* Texte d'étude *
+ + +

Elle devaient également s’engager à ce que 26 000 lits soient disponibles alentours. Ce qui permet de mieux comprendre la frénésie immobilière qui depuis quatre ans s’est emparée de la station et plus généralement de l’Oisans comme nous le relations dans un précédent article.
Huez était tenue de verser en sus une subvention d’un million d’euros, dont la moitié six mois avant l’événement, au terme d’un accord de partenariat que la commune n’a du reste pas pu produire devant les magistrats. Accord « sans rapport avec les marchés de partenariat au sens des dispositions du code de la commande publique », note pudiquement la CRC.
3,2 millions d’euros dépensés à L’Alpe d’Huez pour les éditions 2019 et 2020 de Tomorrowland
Au final, la note est salée. La première édition de Tomorrowland en 2019 a coûté 2,3 millions d’euros à la commune, la Sata et l’office de tourisme. En 2020, c’est 900 000 euros qui ont été dépensés… pour rien, l’édition ayant été annulée.

+ + +

* Extraits de données *

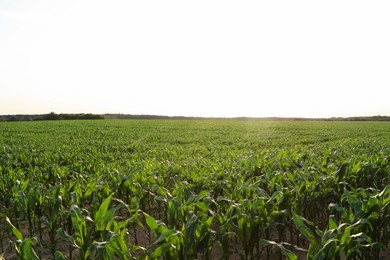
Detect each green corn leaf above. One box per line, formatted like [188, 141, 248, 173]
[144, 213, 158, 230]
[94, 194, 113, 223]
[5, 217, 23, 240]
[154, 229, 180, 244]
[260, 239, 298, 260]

+ + +

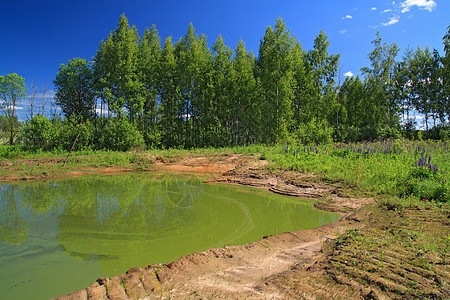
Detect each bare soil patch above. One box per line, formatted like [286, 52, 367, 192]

+ + +

* Travail à effectuer *
1. Recopiez intégralement le passage du texte d'étude, depuis « Elle devaient également » jusqu'à « un précédent article. ».
2. Répondez aux questions suivantes d'après le texte d'étude.
(a) Combien de lits devaient être disponibles alentours ?
(b) Quel était le montant de la subvention que Huez était tenue de verser en sus ?
(c) Combien a coûté la première édition de Tomorrowland en 2019 ?

* Corrigé détaillé *
1.
Elle devaient également s’engager à ce que 26 000 lits soient disponibles alentours. Ce qui permet de mieux comprendre la frénésie immobilière qui depuis quatre ans s’est emparée de la station et plus généralement de l’Oisans comme nous le relations dans un précédent article.

2.
(a) 26 000 lits.
(b) Un million d'euros.
(c) 2,3 millions d'euros.